• Work item: Give every line from the entries that contains "where".

• Dataset content:
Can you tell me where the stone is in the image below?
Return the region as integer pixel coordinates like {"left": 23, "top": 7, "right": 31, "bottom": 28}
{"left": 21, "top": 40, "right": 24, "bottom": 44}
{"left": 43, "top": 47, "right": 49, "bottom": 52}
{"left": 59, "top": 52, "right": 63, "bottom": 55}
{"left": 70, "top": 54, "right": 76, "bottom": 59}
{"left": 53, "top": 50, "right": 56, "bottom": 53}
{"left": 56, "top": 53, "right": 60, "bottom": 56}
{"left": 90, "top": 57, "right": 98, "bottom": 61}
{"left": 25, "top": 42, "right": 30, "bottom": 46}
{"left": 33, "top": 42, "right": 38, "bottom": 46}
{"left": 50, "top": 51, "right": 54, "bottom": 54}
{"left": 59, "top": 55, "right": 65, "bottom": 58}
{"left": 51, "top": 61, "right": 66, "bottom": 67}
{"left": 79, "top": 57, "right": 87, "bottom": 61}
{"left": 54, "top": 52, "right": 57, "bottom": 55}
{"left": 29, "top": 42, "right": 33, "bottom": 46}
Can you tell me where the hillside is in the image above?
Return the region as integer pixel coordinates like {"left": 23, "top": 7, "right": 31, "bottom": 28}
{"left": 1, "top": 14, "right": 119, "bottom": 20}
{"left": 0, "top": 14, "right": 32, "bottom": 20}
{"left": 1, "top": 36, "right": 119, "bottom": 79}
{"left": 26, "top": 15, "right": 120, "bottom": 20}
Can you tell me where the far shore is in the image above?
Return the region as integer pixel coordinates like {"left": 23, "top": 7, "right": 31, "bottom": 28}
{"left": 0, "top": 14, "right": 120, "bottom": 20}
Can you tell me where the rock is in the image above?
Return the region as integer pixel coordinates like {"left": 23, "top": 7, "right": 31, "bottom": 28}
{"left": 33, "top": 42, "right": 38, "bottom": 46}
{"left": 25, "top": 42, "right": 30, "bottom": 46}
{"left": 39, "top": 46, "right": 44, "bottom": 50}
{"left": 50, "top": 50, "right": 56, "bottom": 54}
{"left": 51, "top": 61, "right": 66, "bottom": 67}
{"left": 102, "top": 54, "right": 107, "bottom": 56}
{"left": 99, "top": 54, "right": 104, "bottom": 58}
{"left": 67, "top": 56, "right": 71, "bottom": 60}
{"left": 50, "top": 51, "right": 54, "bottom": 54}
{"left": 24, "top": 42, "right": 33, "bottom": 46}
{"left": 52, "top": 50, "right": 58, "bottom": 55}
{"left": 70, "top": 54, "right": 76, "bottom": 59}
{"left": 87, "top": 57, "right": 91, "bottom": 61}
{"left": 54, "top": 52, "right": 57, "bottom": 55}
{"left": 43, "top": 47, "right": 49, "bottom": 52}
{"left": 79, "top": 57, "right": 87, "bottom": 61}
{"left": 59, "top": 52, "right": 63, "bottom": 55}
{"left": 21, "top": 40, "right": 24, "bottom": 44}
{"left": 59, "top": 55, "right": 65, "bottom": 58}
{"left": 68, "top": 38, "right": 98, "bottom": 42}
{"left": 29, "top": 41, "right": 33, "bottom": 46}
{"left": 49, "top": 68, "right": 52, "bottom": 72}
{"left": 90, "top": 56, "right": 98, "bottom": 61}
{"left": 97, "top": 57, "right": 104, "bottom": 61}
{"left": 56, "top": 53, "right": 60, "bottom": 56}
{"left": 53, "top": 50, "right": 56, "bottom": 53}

• Reply to the exercise:
Can you tell me where the stone is in the image below?
Can you tell me where the hillside is in the image above?
Can you tell me where the far shore is in the image above?
Can you tell me where the rock is in the image above?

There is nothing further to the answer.